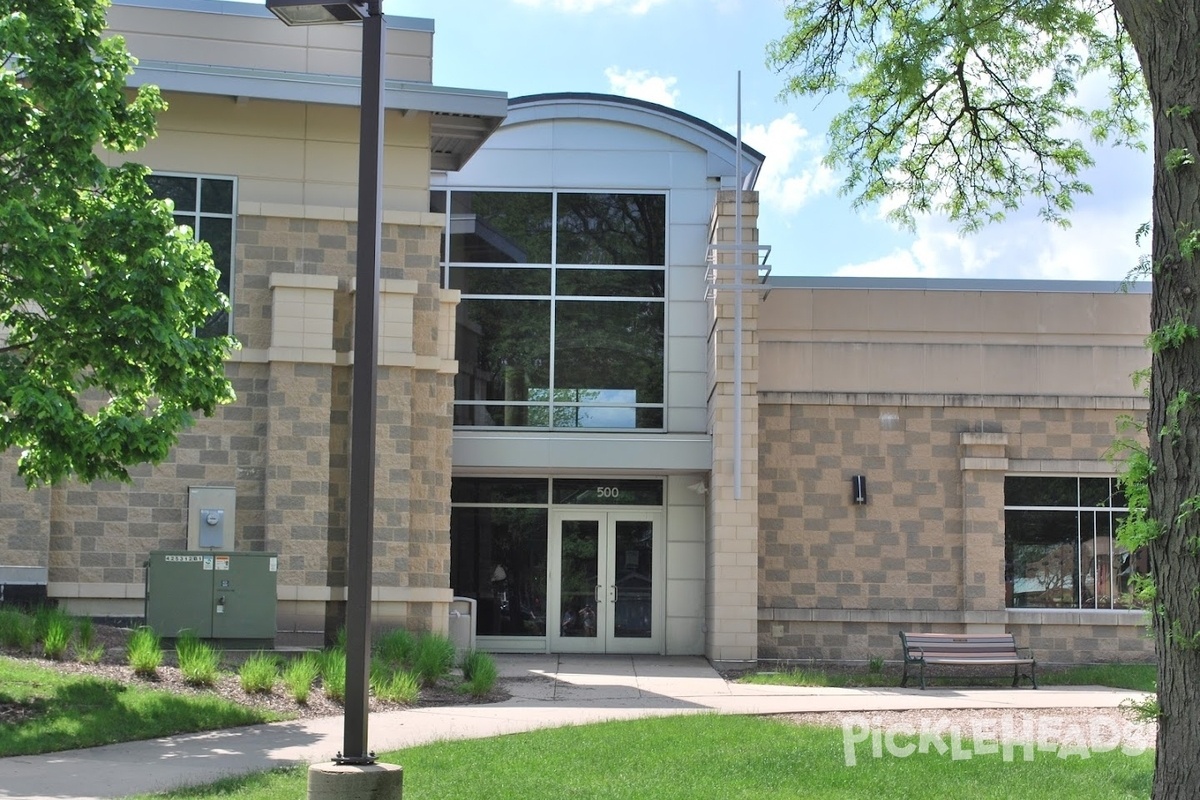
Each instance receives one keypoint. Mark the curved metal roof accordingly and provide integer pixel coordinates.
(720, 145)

* * *

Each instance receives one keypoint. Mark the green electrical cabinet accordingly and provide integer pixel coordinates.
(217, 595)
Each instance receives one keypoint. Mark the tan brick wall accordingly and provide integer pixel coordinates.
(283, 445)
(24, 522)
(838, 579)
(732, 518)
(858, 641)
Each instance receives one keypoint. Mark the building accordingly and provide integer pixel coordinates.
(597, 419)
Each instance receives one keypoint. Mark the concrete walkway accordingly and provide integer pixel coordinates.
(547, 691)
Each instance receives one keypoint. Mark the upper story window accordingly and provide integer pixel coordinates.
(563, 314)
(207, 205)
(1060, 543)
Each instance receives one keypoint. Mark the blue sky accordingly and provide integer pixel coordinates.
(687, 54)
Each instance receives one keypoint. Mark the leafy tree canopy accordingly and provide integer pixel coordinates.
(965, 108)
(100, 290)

§ **Aim**
Copy out every line of the items above that contains the string "green", matching case exactly.

§ **Full solution**
Each instance receives one keypoint. Mark the green electrical cabinet accordingly and provide integer pixel coordinates.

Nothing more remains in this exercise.